YOUR ASSIGNMENT: Restate verbatim the span of lines below between the line with "Pin the man's shoulder, one" and the line with "Pin the woman's wrist, one", including those two lines, and only that span.

(Image-grounded pointing data)

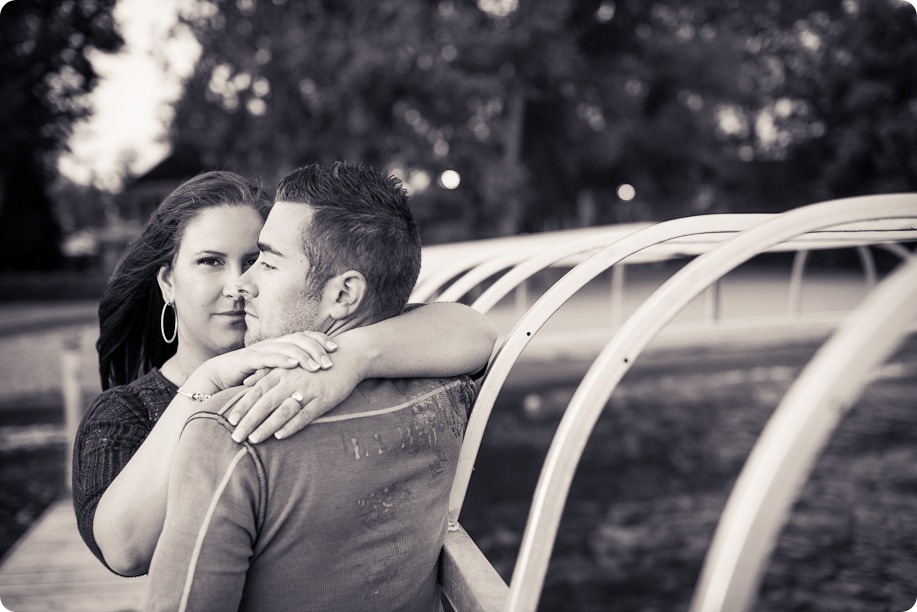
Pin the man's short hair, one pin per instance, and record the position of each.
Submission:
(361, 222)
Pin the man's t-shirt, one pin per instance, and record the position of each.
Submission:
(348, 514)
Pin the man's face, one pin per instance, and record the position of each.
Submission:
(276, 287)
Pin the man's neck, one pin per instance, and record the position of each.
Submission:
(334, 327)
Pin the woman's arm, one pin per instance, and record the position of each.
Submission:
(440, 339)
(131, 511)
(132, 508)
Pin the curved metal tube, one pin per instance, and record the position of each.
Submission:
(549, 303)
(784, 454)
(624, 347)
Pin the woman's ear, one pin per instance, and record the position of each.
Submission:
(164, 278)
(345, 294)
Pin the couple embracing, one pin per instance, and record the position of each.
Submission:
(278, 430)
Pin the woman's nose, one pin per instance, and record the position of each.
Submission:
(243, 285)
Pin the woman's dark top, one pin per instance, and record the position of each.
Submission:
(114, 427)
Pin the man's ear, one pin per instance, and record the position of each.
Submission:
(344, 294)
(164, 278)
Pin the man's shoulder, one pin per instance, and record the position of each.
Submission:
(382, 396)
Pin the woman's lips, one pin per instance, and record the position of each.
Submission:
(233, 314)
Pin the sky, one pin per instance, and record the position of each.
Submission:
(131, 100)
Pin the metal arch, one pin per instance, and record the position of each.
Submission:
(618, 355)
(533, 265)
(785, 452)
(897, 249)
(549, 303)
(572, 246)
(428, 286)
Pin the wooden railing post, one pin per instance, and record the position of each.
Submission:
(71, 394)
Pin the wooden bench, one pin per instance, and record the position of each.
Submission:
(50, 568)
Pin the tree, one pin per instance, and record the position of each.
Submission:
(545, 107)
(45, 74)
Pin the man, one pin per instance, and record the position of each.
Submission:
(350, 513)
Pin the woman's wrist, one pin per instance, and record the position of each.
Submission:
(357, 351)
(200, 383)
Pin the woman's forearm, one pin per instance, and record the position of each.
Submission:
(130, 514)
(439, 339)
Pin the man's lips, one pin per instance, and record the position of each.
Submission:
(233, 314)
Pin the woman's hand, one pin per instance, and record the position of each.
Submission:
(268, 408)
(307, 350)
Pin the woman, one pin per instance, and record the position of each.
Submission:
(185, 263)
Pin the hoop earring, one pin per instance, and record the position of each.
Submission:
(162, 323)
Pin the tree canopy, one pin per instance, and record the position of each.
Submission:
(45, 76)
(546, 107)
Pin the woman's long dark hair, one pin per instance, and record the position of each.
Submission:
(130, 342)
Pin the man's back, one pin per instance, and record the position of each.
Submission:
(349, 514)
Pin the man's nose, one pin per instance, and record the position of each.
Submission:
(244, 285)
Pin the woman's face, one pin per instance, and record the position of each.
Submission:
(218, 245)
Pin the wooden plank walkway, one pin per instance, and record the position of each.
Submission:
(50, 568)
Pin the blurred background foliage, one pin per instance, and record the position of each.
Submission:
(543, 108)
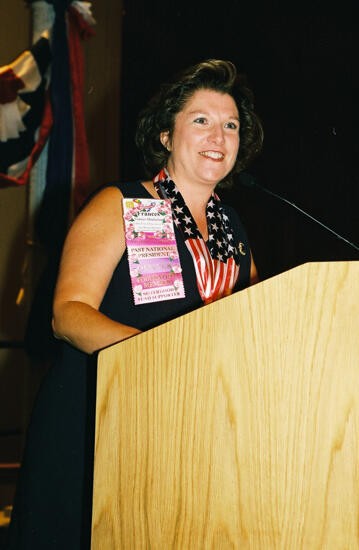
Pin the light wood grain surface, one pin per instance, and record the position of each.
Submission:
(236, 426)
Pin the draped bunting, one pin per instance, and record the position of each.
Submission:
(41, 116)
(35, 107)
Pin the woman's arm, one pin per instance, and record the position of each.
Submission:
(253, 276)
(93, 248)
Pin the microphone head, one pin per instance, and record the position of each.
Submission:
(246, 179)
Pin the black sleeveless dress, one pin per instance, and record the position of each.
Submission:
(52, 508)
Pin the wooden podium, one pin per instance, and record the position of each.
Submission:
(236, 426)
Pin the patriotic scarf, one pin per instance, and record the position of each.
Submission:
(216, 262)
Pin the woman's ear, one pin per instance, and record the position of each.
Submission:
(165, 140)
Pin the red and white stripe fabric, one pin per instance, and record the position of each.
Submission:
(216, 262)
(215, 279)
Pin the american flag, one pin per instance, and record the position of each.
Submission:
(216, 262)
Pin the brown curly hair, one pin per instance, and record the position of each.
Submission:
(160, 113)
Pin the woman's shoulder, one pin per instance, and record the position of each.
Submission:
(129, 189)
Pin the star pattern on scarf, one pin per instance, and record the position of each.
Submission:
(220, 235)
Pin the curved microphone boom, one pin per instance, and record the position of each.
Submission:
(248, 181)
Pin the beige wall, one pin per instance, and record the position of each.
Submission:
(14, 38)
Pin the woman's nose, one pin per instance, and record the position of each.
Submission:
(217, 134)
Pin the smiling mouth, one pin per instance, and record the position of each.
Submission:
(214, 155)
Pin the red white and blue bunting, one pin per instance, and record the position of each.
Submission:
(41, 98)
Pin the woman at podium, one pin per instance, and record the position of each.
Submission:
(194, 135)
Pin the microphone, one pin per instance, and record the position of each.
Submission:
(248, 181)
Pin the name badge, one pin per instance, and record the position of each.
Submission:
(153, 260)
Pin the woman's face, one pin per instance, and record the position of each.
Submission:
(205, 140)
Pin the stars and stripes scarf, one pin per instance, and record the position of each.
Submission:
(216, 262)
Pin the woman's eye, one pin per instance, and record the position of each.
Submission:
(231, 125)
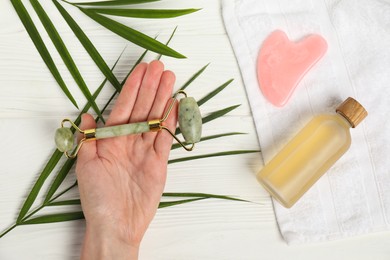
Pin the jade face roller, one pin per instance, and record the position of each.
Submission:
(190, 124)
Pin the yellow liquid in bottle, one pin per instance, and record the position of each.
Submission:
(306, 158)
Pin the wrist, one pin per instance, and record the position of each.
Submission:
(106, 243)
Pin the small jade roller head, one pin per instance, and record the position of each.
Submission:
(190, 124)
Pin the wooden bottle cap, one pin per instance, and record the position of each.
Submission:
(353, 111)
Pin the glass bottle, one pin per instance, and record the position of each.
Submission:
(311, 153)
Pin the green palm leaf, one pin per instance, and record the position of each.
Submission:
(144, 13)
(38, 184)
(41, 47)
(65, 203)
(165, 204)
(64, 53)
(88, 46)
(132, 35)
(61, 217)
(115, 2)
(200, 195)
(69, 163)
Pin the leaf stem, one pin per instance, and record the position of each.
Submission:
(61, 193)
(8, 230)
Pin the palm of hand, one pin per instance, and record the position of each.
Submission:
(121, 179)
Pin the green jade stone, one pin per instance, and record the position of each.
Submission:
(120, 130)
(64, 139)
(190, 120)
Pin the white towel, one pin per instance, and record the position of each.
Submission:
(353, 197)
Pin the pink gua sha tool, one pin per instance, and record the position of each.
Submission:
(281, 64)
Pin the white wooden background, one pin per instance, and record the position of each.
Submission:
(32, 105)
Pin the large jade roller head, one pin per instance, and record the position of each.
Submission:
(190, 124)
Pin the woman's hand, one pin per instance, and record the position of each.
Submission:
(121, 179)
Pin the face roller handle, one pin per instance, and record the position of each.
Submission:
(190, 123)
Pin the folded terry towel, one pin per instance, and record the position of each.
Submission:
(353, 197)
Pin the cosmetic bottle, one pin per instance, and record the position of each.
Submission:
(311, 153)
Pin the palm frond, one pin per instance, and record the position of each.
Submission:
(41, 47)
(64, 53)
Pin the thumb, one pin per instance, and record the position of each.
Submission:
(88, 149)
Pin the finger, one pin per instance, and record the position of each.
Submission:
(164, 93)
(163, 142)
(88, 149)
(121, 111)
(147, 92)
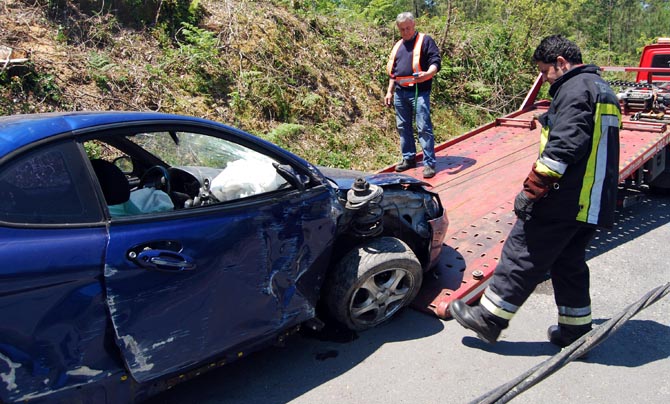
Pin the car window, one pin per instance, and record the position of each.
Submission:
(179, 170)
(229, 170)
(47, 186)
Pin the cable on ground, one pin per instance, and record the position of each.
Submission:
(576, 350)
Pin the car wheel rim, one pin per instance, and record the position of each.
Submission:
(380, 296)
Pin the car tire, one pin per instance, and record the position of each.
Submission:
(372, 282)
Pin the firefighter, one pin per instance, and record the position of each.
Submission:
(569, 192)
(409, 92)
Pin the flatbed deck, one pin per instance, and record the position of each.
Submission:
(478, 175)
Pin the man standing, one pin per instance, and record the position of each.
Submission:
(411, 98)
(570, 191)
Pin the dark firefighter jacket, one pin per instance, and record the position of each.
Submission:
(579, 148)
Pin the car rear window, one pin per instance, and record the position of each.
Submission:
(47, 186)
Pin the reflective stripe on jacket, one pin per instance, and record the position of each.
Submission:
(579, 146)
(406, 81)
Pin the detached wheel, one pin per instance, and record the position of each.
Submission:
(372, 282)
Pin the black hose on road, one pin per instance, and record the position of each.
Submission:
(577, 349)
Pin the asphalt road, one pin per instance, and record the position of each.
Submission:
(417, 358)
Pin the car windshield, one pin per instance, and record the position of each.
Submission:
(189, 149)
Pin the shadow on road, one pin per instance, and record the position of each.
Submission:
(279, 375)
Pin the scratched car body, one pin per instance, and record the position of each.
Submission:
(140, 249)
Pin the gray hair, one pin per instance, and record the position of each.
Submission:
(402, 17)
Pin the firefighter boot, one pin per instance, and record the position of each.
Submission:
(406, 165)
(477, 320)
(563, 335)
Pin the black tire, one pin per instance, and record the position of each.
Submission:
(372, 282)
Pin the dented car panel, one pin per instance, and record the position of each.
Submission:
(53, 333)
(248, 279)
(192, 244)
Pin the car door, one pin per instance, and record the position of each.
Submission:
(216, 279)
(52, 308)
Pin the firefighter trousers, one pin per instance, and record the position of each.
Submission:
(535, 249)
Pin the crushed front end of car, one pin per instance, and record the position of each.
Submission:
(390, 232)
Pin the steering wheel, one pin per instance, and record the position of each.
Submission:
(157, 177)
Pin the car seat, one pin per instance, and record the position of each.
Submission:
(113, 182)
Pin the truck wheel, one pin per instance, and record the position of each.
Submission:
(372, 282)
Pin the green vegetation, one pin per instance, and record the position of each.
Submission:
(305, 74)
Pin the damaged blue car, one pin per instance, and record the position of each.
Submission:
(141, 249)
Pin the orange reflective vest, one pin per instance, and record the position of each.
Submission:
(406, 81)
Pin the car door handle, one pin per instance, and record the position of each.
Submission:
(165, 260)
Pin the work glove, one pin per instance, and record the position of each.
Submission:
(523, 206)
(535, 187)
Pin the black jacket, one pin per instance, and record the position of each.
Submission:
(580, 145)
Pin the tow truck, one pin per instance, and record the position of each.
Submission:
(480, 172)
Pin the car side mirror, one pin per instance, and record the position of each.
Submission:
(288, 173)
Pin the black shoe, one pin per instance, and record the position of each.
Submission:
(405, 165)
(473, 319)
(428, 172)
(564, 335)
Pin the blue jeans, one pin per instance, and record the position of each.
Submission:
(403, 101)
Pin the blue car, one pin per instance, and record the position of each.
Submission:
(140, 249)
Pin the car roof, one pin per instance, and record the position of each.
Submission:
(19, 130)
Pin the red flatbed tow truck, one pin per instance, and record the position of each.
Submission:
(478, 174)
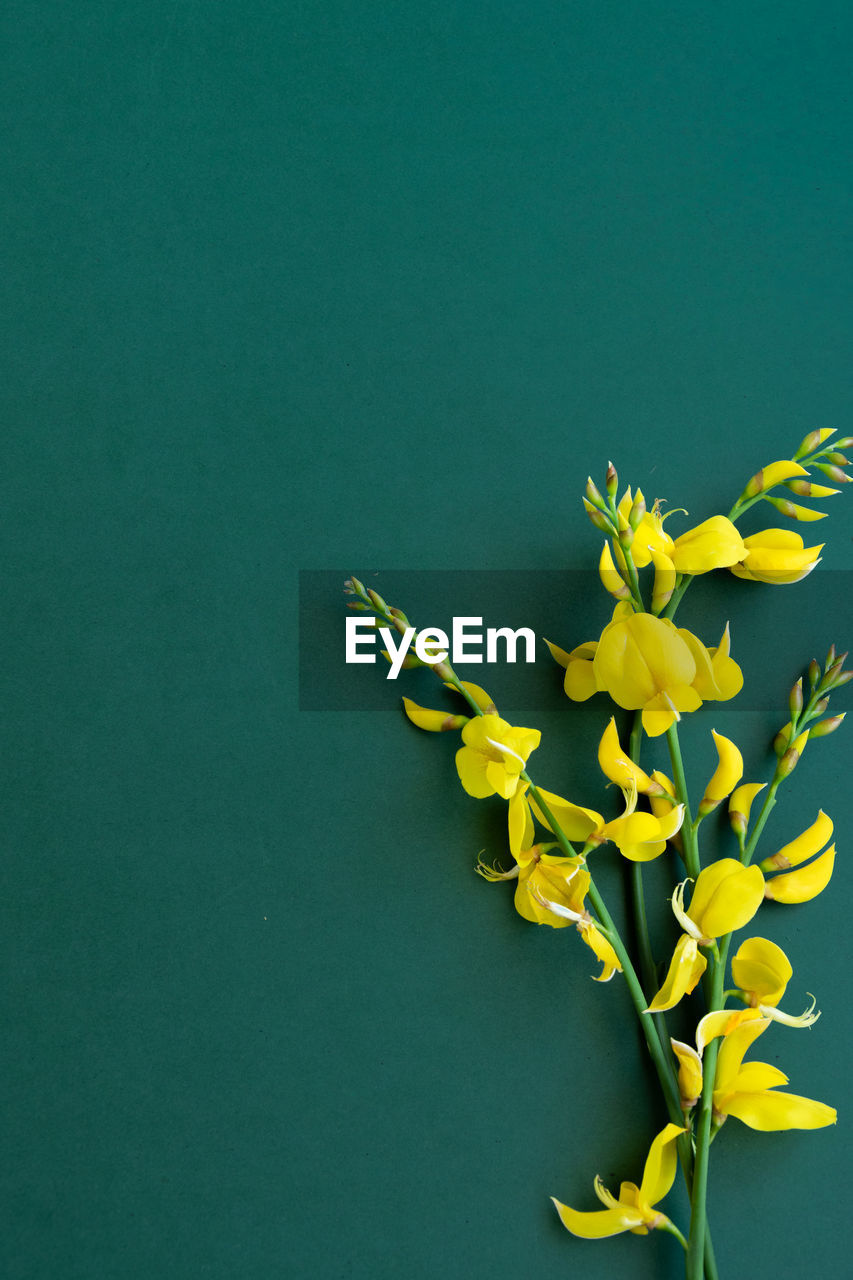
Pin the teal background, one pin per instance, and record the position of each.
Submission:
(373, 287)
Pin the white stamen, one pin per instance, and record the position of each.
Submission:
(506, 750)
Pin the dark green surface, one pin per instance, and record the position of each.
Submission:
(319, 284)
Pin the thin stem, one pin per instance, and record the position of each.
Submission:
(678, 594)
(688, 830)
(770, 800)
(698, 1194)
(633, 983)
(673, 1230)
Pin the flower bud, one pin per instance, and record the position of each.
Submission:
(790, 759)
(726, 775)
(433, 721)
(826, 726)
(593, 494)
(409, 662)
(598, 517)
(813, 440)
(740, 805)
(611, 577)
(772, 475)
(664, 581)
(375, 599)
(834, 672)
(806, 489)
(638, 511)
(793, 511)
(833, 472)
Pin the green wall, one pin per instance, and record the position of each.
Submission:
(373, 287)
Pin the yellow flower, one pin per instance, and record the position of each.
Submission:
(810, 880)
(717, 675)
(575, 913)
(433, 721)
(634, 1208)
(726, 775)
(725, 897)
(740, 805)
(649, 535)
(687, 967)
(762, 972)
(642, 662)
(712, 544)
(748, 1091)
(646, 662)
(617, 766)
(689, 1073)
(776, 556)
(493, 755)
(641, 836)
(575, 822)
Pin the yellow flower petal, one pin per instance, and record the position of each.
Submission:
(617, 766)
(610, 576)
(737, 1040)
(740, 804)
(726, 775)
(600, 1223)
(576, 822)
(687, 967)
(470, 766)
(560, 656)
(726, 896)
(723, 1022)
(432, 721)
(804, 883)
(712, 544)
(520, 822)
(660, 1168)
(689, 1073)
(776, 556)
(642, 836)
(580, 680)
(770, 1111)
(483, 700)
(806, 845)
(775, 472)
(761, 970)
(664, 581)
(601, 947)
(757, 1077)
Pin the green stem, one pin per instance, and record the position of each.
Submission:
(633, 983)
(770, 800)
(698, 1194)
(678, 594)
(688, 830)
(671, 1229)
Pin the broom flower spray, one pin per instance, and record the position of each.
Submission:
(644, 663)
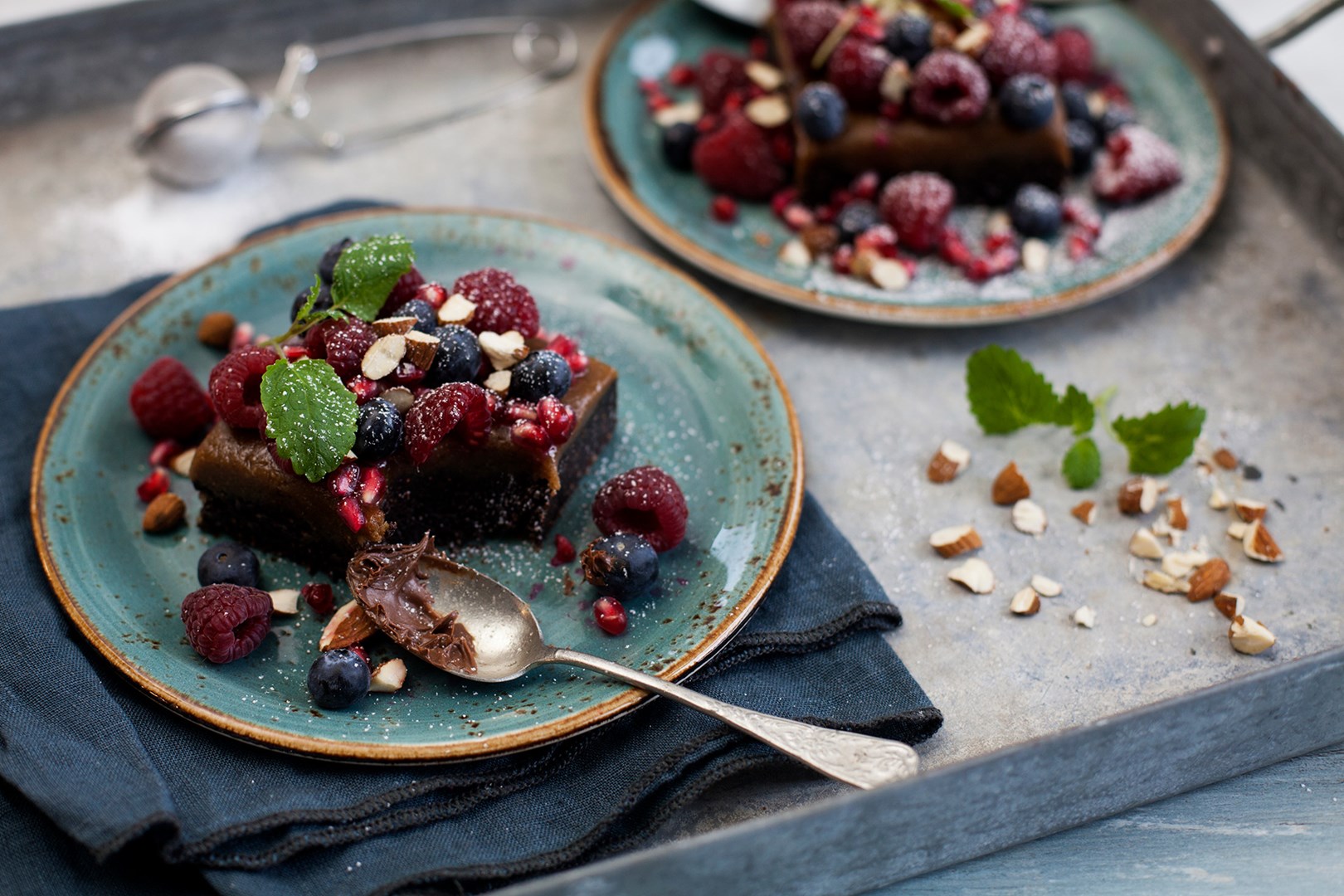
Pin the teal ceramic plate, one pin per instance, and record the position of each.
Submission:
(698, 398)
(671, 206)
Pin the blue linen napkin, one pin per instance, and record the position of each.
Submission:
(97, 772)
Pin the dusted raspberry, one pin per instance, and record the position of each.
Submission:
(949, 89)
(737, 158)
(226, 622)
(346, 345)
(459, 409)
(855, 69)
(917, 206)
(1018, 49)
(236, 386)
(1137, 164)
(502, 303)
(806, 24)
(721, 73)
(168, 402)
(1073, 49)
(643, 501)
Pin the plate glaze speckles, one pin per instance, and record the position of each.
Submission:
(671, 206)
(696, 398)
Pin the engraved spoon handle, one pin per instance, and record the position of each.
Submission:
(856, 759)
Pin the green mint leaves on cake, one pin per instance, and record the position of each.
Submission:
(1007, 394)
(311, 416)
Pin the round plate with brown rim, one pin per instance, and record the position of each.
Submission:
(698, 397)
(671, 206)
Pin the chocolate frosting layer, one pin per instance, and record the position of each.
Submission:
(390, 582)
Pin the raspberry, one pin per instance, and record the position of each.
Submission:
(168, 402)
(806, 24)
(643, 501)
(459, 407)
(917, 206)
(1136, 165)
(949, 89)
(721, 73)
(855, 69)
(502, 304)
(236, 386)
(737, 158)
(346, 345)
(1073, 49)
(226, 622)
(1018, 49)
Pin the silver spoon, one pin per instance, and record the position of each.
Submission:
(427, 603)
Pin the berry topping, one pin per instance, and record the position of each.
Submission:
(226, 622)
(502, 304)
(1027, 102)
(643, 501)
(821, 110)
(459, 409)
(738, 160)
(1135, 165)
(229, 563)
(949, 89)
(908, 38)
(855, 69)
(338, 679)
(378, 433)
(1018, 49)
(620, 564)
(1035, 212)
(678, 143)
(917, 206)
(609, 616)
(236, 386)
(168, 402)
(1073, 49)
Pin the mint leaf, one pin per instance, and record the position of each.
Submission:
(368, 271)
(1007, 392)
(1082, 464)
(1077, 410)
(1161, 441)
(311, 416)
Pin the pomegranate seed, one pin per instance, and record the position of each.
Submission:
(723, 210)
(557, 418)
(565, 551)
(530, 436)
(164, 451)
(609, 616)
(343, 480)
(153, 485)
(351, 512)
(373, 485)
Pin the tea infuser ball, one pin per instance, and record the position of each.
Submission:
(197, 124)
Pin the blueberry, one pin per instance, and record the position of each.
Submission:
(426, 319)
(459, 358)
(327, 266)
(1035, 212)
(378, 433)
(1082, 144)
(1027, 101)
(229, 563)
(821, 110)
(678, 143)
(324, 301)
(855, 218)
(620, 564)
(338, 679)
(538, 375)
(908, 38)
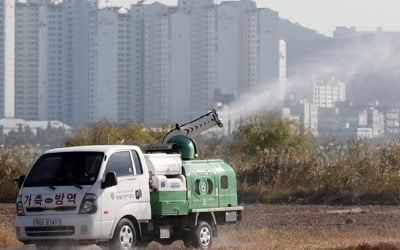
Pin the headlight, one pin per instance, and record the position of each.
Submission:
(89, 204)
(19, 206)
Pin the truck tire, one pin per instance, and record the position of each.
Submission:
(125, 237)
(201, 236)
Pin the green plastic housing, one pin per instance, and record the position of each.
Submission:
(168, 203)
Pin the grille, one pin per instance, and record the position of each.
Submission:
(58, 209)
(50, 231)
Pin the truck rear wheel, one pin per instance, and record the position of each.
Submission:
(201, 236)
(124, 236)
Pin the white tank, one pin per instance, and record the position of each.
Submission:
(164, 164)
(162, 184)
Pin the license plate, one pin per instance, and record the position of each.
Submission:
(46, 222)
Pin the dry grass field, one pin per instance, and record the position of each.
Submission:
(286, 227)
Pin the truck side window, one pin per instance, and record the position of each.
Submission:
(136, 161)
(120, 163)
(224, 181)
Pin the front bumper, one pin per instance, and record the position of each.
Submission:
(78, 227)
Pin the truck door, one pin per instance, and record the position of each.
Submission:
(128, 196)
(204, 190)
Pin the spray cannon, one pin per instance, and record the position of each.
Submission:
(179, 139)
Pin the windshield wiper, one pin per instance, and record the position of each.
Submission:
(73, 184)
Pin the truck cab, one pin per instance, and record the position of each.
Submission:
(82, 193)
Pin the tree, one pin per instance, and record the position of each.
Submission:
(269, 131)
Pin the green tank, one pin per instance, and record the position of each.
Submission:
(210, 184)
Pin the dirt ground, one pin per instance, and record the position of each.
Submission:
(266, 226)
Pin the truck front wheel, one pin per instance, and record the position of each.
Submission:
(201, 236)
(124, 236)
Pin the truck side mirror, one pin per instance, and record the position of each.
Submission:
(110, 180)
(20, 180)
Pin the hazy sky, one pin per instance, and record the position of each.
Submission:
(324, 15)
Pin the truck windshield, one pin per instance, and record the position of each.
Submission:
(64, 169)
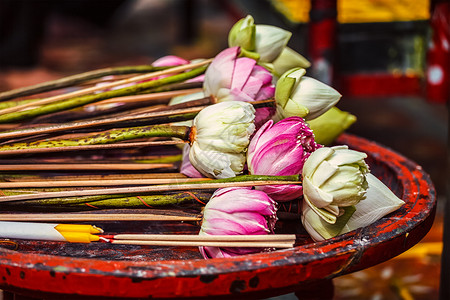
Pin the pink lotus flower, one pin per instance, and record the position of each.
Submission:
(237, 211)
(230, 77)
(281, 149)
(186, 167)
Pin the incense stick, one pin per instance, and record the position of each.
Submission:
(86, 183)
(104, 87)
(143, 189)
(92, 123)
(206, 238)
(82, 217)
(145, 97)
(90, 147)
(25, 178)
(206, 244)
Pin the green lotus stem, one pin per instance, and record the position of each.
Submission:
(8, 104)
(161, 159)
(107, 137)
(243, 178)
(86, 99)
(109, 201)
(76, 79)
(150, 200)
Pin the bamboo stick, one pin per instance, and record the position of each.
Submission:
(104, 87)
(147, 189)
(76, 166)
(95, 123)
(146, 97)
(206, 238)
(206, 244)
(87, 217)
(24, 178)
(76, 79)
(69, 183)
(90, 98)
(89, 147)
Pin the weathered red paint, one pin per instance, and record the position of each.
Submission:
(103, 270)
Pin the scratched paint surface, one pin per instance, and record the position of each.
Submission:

ANSWER TO THE EXERCISE:
Pin the man's shoulder, one pin per instance, and record the position of each.
Submission:
(382, 396)
Pin the woman's lips, one pin per instance, and record the position of each.
Submission:
(233, 314)
Pin the sky, one pin per instance, and record the position of each.
Submission:
(131, 100)
Pin the metal arch, one pin per instance, and record the position of each.
Submission:
(618, 355)
(533, 265)
(785, 452)
(897, 249)
(549, 303)
(572, 246)
(428, 286)
Pin the wooden railing post, one pin per instance, and record the position of each.
Submission:
(71, 394)
Pin the wooden bench, one pin per instance, and record the position of each.
Submission:
(50, 568)
Pin the tree, one pin per instance, and record the position of each.
Submission:
(545, 107)
(45, 74)
Pin the man, one pin per instance, and record the position of each.
Submission:
(350, 513)
Pin the woman's wrist, one pin per instance, and record the position of each.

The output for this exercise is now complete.